* ARTICLE *
* Begin *

Let’s start by taking a look at the history and current state of the Hungarian language.
📜 How old is Hungarian? 🔗
The first written records in Hungarian date to the 10th century; however, the first full text in Hungarian that remains undestroyed to this day was written in the 1190s. Are you wondering if this text can still be understood by contemporary Hungarian speakers? Well, probably not.
The orthography, grammar, and vocabulary have changed so much throughout the centuries that most current speakers couldn’t even read it out loud and would need a “translation” to understand it. For example, the original Hungarian language had diphthongs and used six verb tenses. The diphthongs were lost over time, and today only two or three verb tenses are used.
🗺️ Where is Hungarian spoken? 🔗
With approximately 13 million speakers, Hungarian is the most widely spoken non-Indo-European language in Europe and occupies the 12th place on the list of the most populous European languages. It goes without saying that Hungarian is the oﬃcial language of the Republic of Hungary, but fewer people know that it is also the official language of the Autonomous Province of Vojvodina, as well as of three municipalities in Slovenia and that it has approximately four million speakers from outside of Hungary. How come? To answer this question, we have to have a look at the history.
As a result of the Treaty of Trianon in 1920, Hungary lost 71% of its territory, and one-third of Greater Hungary’s population ended up as citizens of the neighboring states: Austria, Croatia, Ukraine, Romania, Serbia, Slovenia, and Slovakia. Today, the Hungarian language is ofﬁcially recognized as a minority or regional language in all these countries, with the largest community, comprising approximately 1.5 million speakers, located in Transylvania, Romania.
📍 Hungarian as a pluricentric language 🔗
Understandably, the language used in these minority communities differs from the standard Hungarian used in Hungary. These non-dominant varieties, i.e., dialects, include Transylvanian Hungarian (Romania), Vojvodina Hungarian (Serbia), Transcarpathian Hungarian (Ukraine), Slovak Hungarian, Slovenian Hungarian, Croatian Hungarian, and Austrian Hungarian.
Beyond some differences in vocabulary created by the influence of the neighboring languages, all these dialects are mutually intelligible. However, dialects are unfortunately often invalidated and criticized, which leads to a controversial relationship between the Hungarian speakers in Hungary and the minority speakers.
🤔 What language is the closest to Hungarian? 🔗
Hungarian belongs to the Finno-Ugric group of the Uralic language family, distantly related to Finnish and Estonian, and is a member of the Ugric branch, along with Mansi and Khanty. Mansi, its closest relative, is only spoken by less than 1000 people today.

* End *

* DATA SECTION *
* Begin *

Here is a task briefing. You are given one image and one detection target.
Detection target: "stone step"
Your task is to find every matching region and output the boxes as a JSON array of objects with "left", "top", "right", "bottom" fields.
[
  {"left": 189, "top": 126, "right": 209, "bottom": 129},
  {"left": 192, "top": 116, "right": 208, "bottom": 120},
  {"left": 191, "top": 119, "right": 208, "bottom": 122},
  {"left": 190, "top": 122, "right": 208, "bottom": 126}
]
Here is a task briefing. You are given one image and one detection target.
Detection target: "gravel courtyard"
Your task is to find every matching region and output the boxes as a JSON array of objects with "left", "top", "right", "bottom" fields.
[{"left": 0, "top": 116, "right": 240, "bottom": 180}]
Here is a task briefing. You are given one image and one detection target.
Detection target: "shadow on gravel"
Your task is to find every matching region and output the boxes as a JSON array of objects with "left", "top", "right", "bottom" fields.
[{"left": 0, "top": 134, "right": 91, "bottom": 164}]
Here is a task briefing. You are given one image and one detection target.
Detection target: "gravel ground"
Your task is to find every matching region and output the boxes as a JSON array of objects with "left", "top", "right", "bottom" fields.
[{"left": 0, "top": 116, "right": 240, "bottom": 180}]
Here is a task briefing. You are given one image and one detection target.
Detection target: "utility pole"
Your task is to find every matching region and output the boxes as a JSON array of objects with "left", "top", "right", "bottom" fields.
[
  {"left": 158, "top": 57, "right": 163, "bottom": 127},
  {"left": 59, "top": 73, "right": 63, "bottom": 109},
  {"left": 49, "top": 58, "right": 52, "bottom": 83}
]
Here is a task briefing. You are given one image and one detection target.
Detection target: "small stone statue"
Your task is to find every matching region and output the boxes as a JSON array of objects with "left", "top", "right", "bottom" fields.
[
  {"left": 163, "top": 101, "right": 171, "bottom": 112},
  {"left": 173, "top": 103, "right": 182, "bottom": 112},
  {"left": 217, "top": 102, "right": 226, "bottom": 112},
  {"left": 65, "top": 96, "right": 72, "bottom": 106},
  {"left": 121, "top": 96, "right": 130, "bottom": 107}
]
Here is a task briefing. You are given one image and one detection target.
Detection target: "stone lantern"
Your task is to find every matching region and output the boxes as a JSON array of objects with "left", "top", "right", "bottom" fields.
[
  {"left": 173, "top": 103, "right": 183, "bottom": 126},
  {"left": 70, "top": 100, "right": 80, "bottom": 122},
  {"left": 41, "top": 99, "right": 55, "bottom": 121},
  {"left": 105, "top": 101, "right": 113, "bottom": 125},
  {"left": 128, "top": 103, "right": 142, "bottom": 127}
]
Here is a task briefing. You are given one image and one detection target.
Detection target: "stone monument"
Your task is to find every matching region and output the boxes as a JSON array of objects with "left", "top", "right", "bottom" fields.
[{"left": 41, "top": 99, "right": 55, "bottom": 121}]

* End *

* EXERCISES *
[A] Output the passage of the Hungarian language article from "As a result" up to and including "in Transylvania, Romania.", copied word for word.
[B] Pick up the article on the Hungarian language from its last sentence and write the next part.

* THE REPLIES *
[A]
As a result of the Treaty of Trianon in 1920, Hungary lost 71% of its territory, and one-third of Greater Hungary’s population ended up as citizens of the neighboring states: Austria, Croatia, Ukraine, Romania, Serbia, Slovenia, and Slovakia. Today, the Hungarian language is ofﬁcially recognized as a minority or regional language in all these countries, with the largest community, comprising approximately 1.5 million speakers, located in Transylvania, Romania.

[B]
However, it’s very important to clarify that these languages are only related in terms of having a common ancestor and are no longer mutually intelligible. That’s why Hungarian is mostly known as an isolated language: not only are all the other Finno-Ugric languages geographically far away, but they evolved in completely different ways.
Therefore, unlike the speakers of the Germanic, Romance, or Slavic languages, Hungarian speakers have no “similar” languages that they can mostly or almost understand or at least learn easily. When learning a foreign language, they mostly profit from their second language, which, in the case of the minority speakers, is primarily the official language of their home country.
💼 Professional Hungarian translation services 🔗
There is an inexplicable tendency among Hungarian speakers to translate literally everything, the best example probably being the world-famous Hungarian film dubbing. This is, however, a bit of a double-edged sword. As most speakers are not forced to learn a foreign language, according to Eurostat's latest statistics, more than 50% of Hungarians living in Hungary do not speak any foreign language. And though among younger speakers, this number is already changing, the work of the Hungarian translation services is essential; this also applies to the minority speech communities, which have a much greater need to nurture the use of their mother tongue.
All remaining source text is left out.